EXERCISE DESCRIPTION :: Reproduce each line of the material that follows, word for word.

SUPPLIED DATA ::
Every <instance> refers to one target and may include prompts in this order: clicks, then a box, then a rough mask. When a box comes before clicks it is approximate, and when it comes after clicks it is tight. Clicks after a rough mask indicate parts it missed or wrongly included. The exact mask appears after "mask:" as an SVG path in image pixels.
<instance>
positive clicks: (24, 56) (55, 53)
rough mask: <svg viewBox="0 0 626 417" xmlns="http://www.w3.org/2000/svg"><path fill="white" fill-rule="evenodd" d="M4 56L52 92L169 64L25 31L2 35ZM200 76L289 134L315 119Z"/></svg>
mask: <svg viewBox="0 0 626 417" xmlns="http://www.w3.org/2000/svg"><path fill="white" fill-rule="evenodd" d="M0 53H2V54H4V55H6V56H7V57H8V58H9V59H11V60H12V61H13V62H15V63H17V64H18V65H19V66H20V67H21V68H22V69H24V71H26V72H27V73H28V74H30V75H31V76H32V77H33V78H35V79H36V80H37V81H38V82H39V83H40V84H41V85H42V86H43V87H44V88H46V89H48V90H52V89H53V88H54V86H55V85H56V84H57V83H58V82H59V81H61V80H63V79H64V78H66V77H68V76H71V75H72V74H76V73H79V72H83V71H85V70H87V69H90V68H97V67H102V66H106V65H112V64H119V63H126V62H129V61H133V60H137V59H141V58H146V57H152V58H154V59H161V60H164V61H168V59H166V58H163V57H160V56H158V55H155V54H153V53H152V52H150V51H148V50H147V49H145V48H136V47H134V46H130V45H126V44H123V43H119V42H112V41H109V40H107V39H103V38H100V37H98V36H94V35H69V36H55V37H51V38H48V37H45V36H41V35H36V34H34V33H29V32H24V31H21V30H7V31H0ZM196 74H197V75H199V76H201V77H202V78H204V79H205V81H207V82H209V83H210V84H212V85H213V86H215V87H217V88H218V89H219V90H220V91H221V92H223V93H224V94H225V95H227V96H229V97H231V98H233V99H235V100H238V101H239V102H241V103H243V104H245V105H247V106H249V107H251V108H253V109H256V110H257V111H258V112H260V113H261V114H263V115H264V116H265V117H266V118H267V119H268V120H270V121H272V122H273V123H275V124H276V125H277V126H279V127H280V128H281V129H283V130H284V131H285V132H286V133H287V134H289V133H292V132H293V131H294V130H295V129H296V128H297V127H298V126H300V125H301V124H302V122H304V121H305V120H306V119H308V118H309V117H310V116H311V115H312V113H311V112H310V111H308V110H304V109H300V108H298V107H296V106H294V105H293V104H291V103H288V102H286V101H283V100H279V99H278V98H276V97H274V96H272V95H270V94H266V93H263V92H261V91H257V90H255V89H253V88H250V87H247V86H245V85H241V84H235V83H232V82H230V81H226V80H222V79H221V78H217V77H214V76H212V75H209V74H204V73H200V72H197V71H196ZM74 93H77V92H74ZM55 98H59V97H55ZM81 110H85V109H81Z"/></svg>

SOLUTION ::
Every <instance> refers to one target and may include prompts in this order: clicks, then a box, then a rough mask. When a box comes before clicks it is approximate, and when it comes after clicks it is tight. Clicks after a rough mask indicate parts it missed or wrongly included. The exact mask appears after "mask:" as an SVG path in image pixels.
<instance>
positive clicks: (24, 56) (55, 53)
rough mask: <svg viewBox="0 0 626 417" xmlns="http://www.w3.org/2000/svg"><path fill="white" fill-rule="evenodd" d="M4 56L52 92L169 64L25 31L2 35ZM200 76L289 134L315 119Z"/></svg>
mask: <svg viewBox="0 0 626 417" xmlns="http://www.w3.org/2000/svg"><path fill="white" fill-rule="evenodd" d="M0 53H2V54H4V55H6V56H7V57H8V58H9V59H11V60H12V61H13V62H15V63H17V64H18V65H19V66H20V67H21V68H22V69H24V71H26V72H27V73H28V74H30V75H31V76H32V77H33V78H35V79H36V80H37V81H38V82H39V83H40V84H41V85H42V86H43V87H44V88H46V89H48V90H52V89H53V88H54V86H55V85H56V84H57V83H58V82H59V81H61V80H63V79H64V78H66V77H68V76H71V75H72V74H76V73H79V72H83V71H85V70H87V69H90V68H97V67H102V66H106V65H112V64H119V63H126V62H129V61H133V60H137V59H141V58H146V57H152V58H154V59H161V60H164V61H168V59H166V58H163V57H160V56H158V55H155V54H153V53H152V52H150V51H148V50H147V49H145V48H136V47H134V46H130V45H126V44H123V43H119V42H112V41H109V40H107V39H103V38H100V37H98V36H94V35H69V36H55V37H51V38H48V37H45V36H41V35H36V34H34V33H29V32H24V31H21V30H7V31H0ZM196 74H197V75H199V76H201V77H202V78H204V79H205V81H207V82H209V83H210V84H212V85H213V86H215V87H217V88H218V89H219V90H220V91H221V92H223V93H224V94H225V95H227V96H229V97H231V98H233V99H235V100H238V101H239V102H241V103H243V104H245V105H247V106H249V107H251V108H253V109H256V110H257V111H258V112H260V113H261V114H263V115H264V116H265V117H266V118H267V119H268V120H270V121H272V122H273V123H275V124H276V125H277V126H279V127H280V128H281V129H283V130H284V131H285V132H286V133H287V134H289V133H292V132H293V131H294V130H295V129H296V128H297V127H298V126H300V125H301V124H302V122H304V121H305V120H306V119H308V118H309V117H310V116H311V115H312V113H311V112H310V111H308V110H304V109H300V108H298V107H296V106H294V105H293V104H291V103H288V102H286V101H283V100H279V99H278V98H276V97H274V96H272V95H270V94H266V93H263V92H261V91H257V90H255V89H253V88H250V87H247V86H245V85H241V84H235V83H232V82H230V81H226V80H222V79H221V78H217V77H214V76H212V75H209V74H204V73H200V72H197V71H196ZM74 93H77V92H74ZM55 98H59V97H55ZM81 110H85V109H81Z"/></svg>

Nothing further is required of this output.